- _GIVEN INSTRUCTION_
From the data below, select every line that contains the word "brass" and copy each one in full. Match case exactly.

- _DATASET EXCERPTS_
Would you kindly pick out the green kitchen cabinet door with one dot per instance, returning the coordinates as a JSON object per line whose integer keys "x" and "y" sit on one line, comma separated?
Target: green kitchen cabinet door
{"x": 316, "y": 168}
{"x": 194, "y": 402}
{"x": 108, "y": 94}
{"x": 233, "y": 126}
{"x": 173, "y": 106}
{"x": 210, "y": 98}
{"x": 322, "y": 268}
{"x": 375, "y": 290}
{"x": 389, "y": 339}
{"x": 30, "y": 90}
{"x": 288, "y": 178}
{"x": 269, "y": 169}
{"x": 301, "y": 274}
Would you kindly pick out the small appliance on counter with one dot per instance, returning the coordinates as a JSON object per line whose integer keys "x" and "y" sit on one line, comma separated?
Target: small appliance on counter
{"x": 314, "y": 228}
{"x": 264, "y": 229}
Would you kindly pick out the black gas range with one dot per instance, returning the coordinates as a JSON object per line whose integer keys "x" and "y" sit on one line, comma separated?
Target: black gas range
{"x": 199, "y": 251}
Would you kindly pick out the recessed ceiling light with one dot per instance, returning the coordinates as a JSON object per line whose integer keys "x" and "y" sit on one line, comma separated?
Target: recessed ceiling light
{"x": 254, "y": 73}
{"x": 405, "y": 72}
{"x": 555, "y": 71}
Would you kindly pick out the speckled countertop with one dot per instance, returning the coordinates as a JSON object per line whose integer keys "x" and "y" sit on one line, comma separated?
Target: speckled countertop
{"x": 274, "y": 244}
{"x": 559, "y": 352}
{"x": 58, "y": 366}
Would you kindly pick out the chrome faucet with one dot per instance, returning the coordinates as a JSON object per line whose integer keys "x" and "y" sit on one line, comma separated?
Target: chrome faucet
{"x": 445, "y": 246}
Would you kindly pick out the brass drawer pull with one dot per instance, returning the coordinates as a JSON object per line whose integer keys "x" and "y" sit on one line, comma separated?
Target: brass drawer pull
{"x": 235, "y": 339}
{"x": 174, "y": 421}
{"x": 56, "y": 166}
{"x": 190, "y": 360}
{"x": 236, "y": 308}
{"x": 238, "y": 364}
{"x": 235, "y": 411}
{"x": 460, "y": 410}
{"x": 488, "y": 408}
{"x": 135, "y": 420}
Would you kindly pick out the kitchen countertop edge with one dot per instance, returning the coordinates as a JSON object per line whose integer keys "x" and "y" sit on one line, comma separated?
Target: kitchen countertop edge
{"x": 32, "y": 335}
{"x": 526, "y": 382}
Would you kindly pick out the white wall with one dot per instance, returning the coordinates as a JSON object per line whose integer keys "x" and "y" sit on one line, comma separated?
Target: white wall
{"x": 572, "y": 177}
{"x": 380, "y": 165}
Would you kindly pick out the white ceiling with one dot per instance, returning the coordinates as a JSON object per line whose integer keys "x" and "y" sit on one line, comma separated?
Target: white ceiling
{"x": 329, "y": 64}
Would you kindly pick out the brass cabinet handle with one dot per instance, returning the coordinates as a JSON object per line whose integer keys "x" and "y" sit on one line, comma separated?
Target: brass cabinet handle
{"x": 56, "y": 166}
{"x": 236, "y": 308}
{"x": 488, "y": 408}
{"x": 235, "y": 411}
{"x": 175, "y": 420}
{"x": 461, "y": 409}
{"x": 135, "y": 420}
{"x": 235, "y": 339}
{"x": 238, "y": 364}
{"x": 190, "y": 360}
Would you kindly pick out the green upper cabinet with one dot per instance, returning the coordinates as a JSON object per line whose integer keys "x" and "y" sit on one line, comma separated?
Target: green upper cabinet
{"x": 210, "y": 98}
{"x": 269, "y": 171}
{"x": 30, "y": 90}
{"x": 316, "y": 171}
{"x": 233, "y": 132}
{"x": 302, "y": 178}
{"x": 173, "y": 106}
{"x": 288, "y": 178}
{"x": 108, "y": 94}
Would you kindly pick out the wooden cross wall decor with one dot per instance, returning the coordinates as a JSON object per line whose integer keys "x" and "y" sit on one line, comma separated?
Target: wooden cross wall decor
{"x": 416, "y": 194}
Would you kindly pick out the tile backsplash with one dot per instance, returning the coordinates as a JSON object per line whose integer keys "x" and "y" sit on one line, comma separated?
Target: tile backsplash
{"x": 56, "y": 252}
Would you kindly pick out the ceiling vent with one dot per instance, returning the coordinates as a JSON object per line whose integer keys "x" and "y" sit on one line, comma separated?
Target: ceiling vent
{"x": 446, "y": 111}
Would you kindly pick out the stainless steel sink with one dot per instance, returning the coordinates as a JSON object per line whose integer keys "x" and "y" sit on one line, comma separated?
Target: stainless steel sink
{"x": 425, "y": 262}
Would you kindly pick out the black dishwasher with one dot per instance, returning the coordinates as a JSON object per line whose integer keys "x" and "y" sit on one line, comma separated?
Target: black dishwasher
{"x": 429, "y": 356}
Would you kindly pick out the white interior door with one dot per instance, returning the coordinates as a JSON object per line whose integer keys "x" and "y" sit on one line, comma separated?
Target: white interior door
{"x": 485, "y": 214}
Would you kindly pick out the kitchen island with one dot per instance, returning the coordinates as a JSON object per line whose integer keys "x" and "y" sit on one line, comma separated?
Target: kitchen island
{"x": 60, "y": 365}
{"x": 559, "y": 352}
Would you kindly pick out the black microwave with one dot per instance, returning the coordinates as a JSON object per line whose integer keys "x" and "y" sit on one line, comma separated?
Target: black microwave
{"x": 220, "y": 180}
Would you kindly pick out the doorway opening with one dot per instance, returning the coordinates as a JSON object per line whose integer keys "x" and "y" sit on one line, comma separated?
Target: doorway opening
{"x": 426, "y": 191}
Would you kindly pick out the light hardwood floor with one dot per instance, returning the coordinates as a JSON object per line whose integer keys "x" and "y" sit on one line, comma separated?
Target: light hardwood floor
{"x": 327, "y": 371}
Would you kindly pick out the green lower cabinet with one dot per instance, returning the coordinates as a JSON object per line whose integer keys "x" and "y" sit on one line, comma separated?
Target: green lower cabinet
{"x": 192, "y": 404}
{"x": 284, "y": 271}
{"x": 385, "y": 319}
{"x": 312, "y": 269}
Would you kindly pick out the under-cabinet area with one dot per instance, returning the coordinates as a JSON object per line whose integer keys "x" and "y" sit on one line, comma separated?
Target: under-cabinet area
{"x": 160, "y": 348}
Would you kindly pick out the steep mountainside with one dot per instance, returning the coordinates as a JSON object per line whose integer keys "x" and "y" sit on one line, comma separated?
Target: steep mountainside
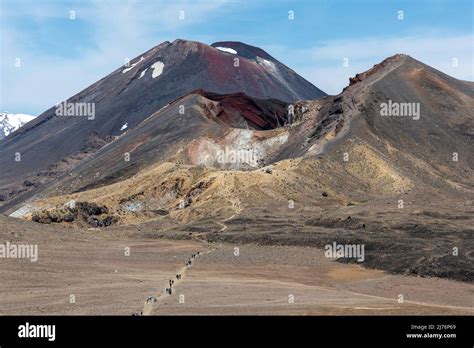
{"x": 131, "y": 94}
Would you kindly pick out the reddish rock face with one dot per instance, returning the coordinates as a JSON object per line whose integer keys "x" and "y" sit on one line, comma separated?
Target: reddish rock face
{"x": 155, "y": 78}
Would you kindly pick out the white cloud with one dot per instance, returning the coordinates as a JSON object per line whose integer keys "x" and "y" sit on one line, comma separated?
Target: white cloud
{"x": 121, "y": 30}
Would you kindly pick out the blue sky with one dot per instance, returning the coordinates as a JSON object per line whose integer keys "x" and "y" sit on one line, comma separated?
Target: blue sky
{"x": 60, "y": 56}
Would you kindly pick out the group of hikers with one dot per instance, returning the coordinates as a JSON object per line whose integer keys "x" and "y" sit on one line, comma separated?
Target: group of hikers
{"x": 178, "y": 276}
{"x": 169, "y": 290}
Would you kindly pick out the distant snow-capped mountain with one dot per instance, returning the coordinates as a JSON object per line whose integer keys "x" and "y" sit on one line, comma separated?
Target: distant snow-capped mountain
{"x": 11, "y": 122}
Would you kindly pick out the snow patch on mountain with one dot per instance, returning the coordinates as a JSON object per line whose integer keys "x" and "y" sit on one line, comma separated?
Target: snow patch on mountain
{"x": 227, "y": 49}
{"x": 157, "y": 69}
{"x": 11, "y": 122}
{"x": 143, "y": 73}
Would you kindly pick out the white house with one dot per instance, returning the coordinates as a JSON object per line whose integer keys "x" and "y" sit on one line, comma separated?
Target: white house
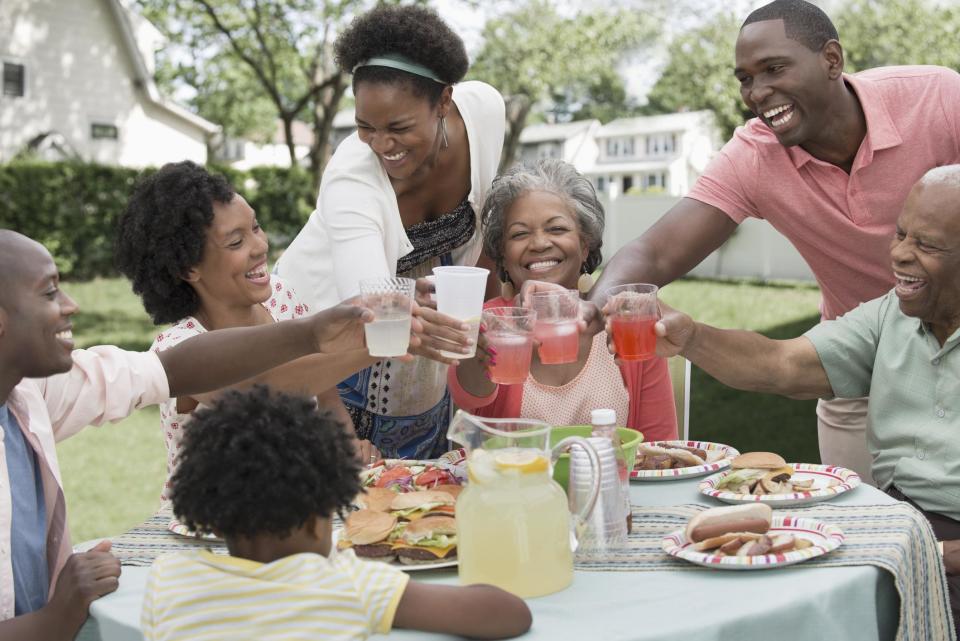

- _FULL SOLUTION_
Would you kindly pick out the brass drawer pull with one dot per instance, returning the coordinates as a JSON object per line whose integer keys "x" and "y" sit on one line, comma separated?
Target: brass drawer pull
Would you kindly pick out the brass cabinet handle with one dot per instance, returning the coordinates as a JSON object per line whose integer keys "x" and "y" sit on one line, comma separated?
Target: brass cabinet handle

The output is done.